▸ Records provided

"""

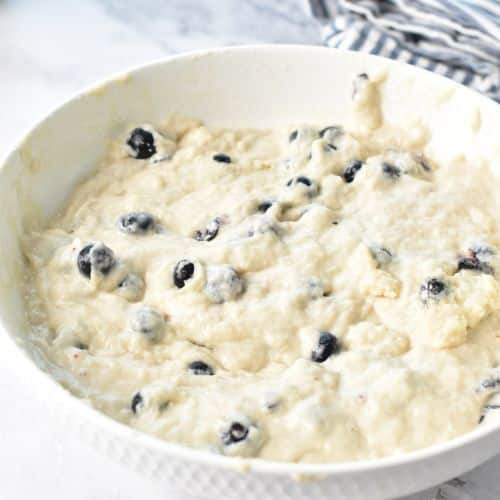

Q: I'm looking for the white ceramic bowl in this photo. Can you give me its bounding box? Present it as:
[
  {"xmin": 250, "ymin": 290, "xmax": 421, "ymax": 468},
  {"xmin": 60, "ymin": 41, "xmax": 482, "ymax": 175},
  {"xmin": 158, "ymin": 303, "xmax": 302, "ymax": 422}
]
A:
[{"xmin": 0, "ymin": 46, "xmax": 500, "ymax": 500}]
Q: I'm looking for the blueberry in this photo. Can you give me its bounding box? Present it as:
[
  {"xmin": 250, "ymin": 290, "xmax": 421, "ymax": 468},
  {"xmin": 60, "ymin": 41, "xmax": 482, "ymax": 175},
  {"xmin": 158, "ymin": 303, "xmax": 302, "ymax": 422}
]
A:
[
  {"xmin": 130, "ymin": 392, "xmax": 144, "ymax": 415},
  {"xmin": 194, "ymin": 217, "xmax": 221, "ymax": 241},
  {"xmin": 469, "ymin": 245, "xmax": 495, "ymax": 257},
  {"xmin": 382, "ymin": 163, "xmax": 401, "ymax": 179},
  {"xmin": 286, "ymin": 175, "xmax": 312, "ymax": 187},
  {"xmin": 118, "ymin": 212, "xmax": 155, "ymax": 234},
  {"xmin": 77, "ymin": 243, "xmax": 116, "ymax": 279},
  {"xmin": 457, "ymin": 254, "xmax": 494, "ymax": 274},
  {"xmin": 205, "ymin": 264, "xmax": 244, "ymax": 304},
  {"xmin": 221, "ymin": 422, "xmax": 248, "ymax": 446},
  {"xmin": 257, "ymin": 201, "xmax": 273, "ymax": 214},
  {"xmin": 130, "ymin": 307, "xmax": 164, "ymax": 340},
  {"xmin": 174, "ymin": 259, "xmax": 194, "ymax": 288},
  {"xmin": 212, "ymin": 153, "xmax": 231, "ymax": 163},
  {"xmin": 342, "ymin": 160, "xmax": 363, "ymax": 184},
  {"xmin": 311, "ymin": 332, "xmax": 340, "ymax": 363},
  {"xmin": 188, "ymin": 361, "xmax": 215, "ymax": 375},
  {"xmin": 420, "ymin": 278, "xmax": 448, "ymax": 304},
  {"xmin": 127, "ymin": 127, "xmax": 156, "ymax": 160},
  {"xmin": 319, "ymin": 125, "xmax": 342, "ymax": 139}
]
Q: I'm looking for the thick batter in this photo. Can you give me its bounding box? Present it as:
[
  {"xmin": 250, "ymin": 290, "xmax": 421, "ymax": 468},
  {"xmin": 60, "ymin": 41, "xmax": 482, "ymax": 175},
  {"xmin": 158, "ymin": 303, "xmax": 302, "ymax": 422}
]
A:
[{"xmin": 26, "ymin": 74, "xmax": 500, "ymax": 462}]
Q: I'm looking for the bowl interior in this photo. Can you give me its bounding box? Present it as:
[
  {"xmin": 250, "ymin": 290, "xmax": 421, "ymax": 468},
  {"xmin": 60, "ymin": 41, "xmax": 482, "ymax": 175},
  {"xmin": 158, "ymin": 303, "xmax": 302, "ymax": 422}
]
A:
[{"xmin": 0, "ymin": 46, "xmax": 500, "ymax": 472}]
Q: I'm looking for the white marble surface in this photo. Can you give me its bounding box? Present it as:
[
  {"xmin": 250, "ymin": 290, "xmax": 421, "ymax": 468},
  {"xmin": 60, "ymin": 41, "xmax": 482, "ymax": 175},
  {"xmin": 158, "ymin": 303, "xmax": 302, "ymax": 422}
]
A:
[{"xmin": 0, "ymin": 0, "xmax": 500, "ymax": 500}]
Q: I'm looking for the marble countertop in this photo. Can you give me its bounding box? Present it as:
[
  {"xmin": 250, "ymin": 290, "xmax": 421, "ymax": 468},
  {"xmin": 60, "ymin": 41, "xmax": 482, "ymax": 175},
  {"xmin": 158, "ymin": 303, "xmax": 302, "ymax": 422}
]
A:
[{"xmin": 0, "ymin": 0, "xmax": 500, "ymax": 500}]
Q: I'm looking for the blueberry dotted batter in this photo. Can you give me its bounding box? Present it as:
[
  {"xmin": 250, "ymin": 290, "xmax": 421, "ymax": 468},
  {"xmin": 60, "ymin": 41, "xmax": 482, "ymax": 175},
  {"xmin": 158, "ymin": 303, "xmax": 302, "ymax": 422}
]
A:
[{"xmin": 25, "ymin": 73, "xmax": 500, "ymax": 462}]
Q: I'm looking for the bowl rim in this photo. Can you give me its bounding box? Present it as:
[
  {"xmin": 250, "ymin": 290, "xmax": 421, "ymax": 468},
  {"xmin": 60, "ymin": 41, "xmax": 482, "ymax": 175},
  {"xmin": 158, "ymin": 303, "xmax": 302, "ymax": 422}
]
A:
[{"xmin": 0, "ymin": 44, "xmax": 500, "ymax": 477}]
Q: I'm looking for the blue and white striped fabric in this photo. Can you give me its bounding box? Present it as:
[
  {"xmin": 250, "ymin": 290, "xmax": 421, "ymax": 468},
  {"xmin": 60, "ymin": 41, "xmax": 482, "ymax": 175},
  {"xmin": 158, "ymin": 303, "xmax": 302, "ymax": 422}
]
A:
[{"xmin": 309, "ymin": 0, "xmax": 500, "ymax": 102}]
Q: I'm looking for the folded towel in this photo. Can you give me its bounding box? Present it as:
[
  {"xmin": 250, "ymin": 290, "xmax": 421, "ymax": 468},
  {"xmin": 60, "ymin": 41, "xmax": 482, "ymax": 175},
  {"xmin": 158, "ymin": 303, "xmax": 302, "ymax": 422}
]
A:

"""

▸ Objective
Extract the text of every item above verbatim, leaving out the picture.

▸ Worked answer
Q: I'm looking for the white ceramic bowl in this photo. Can you give me its bounding box? Present it as:
[
  {"xmin": 250, "ymin": 290, "xmax": 421, "ymax": 468},
  {"xmin": 60, "ymin": 41, "xmax": 482, "ymax": 175},
  {"xmin": 158, "ymin": 303, "xmax": 302, "ymax": 422}
]
A:
[{"xmin": 0, "ymin": 46, "xmax": 500, "ymax": 500}]
Q: I'm looking for the blueberry in this photo. Can you give me its bounding box? Present it as:
[
  {"xmin": 250, "ymin": 290, "xmax": 421, "ymax": 468},
  {"xmin": 60, "ymin": 41, "xmax": 482, "ymax": 175},
  {"xmin": 158, "ymin": 303, "xmax": 302, "ymax": 422}
]
A:
[
  {"xmin": 130, "ymin": 392, "xmax": 144, "ymax": 415},
  {"xmin": 194, "ymin": 217, "xmax": 221, "ymax": 241},
  {"xmin": 469, "ymin": 245, "xmax": 495, "ymax": 257},
  {"xmin": 382, "ymin": 163, "xmax": 401, "ymax": 179},
  {"xmin": 286, "ymin": 175, "xmax": 312, "ymax": 187},
  {"xmin": 118, "ymin": 212, "xmax": 155, "ymax": 234},
  {"xmin": 77, "ymin": 243, "xmax": 116, "ymax": 279},
  {"xmin": 457, "ymin": 254, "xmax": 494, "ymax": 274},
  {"xmin": 205, "ymin": 264, "xmax": 244, "ymax": 304},
  {"xmin": 221, "ymin": 422, "xmax": 248, "ymax": 446},
  {"xmin": 257, "ymin": 201, "xmax": 273, "ymax": 214},
  {"xmin": 130, "ymin": 307, "xmax": 164, "ymax": 340},
  {"xmin": 174, "ymin": 259, "xmax": 194, "ymax": 288},
  {"xmin": 212, "ymin": 153, "xmax": 231, "ymax": 163},
  {"xmin": 342, "ymin": 160, "xmax": 363, "ymax": 184},
  {"xmin": 311, "ymin": 332, "xmax": 340, "ymax": 363},
  {"xmin": 188, "ymin": 361, "xmax": 215, "ymax": 375},
  {"xmin": 420, "ymin": 278, "xmax": 448, "ymax": 304},
  {"xmin": 127, "ymin": 127, "xmax": 156, "ymax": 160},
  {"xmin": 319, "ymin": 125, "xmax": 342, "ymax": 139}
]
Q: I'm looking for the thick batter in this photo. Can you give me its bounding box? Present it as:
[
  {"xmin": 250, "ymin": 290, "xmax": 421, "ymax": 468},
  {"xmin": 60, "ymin": 41, "xmax": 482, "ymax": 175},
  {"xmin": 158, "ymin": 303, "xmax": 302, "ymax": 422}
]
A:
[{"xmin": 26, "ymin": 74, "xmax": 500, "ymax": 462}]
Q: I'm looking for the bowl interior in this photo. Can you give me its bounding box? Present it as:
[
  {"xmin": 250, "ymin": 290, "xmax": 421, "ymax": 468},
  {"xmin": 60, "ymin": 41, "xmax": 482, "ymax": 175},
  {"xmin": 158, "ymin": 303, "xmax": 302, "ymax": 422}
]
A:
[{"xmin": 0, "ymin": 46, "xmax": 500, "ymax": 472}]
Q: I'm looking for the white marble surface in this photo. Can you give me its bounding box? Present it as:
[
  {"xmin": 250, "ymin": 290, "xmax": 421, "ymax": 468},
  {"xmin": 60, "ymin": 41, "xmax": 482, "ymax": 175},
  {"xmin": 158, "ymin": 303, "xmax": 302, "ymax": 422}
]
A:
[{"xmin": 0, "ymin": 0, "xmax": 500, "ymax": 500}]
Q: I'm looking for the marble countertop in this photo. Can you give me its bounding box? Present it as:
[
  {"xmin": 250, "ymin": 290, "xmax": 421, "ymax": 468},
  {"xmin": 60, "ymin": 41, "xmax": 482, "ymax": 175},
  {"xmin": 158, "ymin": 303, "xmax": 302, "ymax": 422}
]
A:
[{"xmin": 0, "ymin": 0, "xmax": 500, "ymax": 500}]
Q: I'm looking for the blueberry dotted batter in this photo. Can you give me its bounding box? Present it as:
[
  {"xmin": 250, "ymin": 290, "xmax": 421, "ymax": 468},
  {"xmin": 60, "ymin": 41, "xmax": 482, "ymax": 175},
  {"xmin": 158, "ymin": 303, "xmax": 302, "ymax": 422}
]
A:
[{"xmin": 25, "ymin": 73, "xmax": 500, "ymax": 462}]
Q: I'm looking for the bowl rim in this photo. Can you give me its bounding box? Present it as:
[
  {"xmin": 250, "ymin": 290, "xmax": 421, "ymax": 468},
  {"xmin": 60, "ymin": 41, "xmax": 482, "ymax": 175},
  {"xmin": 158, "ymin": 303, "xmax": 302, "ymax": 422}
]
A:
[{"xmin": 0, "ymin": 44, "xmax": 500, "ymax": 477}]
Q: I'm looking for the blue and white striped fabric in this photo. Can you give me its bounding box? Present it as:
[
  {"xmin": 250, "ymin": 290, "xmax": 421, "ymax": 468},
  {"xmin": 60, "ymin": 41, "xmax": 482, "ymax": 175},
  {"xmin": 158, "ymin": 303, "xmax": 302, "ymax": 422}
]
A:
[{"xmin": 309, "ymin": 0, "xmax": 500, "ymax": 102}]
Q: I'm looking for the folded towel in this photo. Can you give me its bounding box? Present it as:
[
  {"xmin": 250, "ymin": 290, "xmax": 421, "ymax": 468},
  {"xmin": 60, "ymin": 41, "xmax": 482, "ymax": 175},
  {"xmin": 158, "ymin": 303, "xmax": 302, "ymax": 422}
]
A:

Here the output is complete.